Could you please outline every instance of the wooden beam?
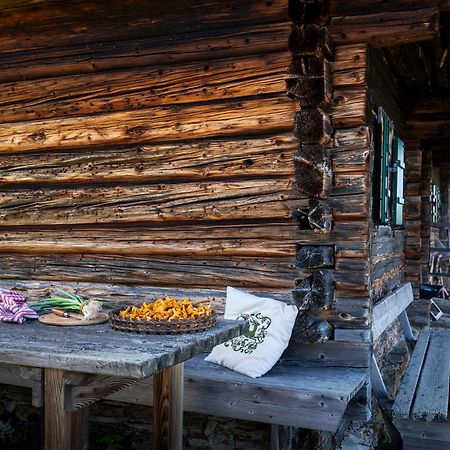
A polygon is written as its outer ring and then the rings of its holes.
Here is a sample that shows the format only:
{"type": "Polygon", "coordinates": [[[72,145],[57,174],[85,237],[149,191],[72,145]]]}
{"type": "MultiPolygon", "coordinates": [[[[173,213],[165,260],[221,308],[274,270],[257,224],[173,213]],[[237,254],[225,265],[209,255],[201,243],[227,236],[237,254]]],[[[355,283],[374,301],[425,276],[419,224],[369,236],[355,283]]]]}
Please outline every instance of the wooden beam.
{"type": "Polygon", "coordinates": [[[372,314],[372,334],[374,341],[413,300],[411,283],[406,283],[374,306],[372,314]]]}
{"type": "Polygon", "coordinates": [[[153,448],[183,447],[183,363],[153,377],[153,448]]]}
{"type": "Polygon", "coordinates": [[[336,44],[401,45],[433,39],[439,33],[439,11],[423,8],[333,17],[329,29],[336,44]]]}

------------------------------------------------------------------------

Repeat the data in full, exactly as it stands, but drop every picture.

:: Response to this exercise ::
Could you please outline every instance of the wooden beam?
A polygon is written as its outer ring and then the rings of its holes.
Here is a sample that shows the format only:
{"type": "Polygon", "coordinates": [[[72,145],[57,174],[85,237],[149,191],[72,145]]]}
{"type": "MultiPolygon", "coordinates": [[[[173,213],[165,260],[221,308],[274,270],[257,224],[173,213]],[[237,254],[225,265],[209,255],[201,243],[227,236],[237,254]]],[[[355,283],[374,301],[425,276],[419,224],[369,236],[355,283]]]]}
Please outline every instance of the wooden beam.
{"type": "Polygon", "coordinates": [[[372,314],[372,334],[374,341],[413,300],[411,283],[406,283],[374,306],[372,314]]]}
{"type": "Polygon", "coordinates": [[[153,448],[183,447],[183,363],[153,377],[153,448]]]}
{"type": "Polygon", "coordinates": [[[336,44],[401,45],[433,39],[439,33],[439,11],[423,8],[333,17],[329,29],[336,44]]]}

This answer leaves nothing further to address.